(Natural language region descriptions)
━━━

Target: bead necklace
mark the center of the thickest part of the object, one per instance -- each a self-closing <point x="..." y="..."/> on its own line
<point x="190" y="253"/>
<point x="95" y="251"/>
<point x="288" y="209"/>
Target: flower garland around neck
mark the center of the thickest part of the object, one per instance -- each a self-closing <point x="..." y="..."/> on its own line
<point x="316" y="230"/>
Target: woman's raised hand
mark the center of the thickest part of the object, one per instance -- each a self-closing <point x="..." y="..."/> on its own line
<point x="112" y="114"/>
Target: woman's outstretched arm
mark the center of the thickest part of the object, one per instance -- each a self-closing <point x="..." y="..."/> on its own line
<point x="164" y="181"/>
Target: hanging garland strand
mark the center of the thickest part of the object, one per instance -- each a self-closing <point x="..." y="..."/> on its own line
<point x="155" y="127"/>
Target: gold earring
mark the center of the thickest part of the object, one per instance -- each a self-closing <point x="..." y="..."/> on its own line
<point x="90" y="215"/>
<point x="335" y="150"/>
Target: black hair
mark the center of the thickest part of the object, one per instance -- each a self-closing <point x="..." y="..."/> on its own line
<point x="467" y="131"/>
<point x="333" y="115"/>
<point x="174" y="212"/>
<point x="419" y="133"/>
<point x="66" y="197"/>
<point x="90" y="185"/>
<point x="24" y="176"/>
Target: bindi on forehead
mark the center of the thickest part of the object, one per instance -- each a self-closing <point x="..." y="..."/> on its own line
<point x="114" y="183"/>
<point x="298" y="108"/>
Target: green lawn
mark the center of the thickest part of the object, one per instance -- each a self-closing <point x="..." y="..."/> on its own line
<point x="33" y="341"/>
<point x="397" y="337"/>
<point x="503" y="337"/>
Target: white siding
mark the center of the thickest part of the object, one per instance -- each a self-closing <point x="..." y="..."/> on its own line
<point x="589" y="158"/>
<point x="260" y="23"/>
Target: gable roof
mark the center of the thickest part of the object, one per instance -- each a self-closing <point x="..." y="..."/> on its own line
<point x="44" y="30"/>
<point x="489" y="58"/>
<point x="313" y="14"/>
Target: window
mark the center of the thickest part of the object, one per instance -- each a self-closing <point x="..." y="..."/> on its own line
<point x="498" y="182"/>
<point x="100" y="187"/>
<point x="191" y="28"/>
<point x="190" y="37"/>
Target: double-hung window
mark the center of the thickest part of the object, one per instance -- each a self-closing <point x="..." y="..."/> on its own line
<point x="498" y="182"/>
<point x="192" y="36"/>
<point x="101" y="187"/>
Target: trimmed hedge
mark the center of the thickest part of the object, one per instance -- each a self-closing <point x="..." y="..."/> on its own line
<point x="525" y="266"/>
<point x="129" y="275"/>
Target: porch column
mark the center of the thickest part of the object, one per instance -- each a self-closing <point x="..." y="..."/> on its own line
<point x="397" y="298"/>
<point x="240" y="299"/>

━━━

** TASK INSTRUCTIONS **
The answer must be every line from the entries above that holds the string "woman".

** TASK RESULT **
Target: woman's raised hand
Target: woman's outstretched arm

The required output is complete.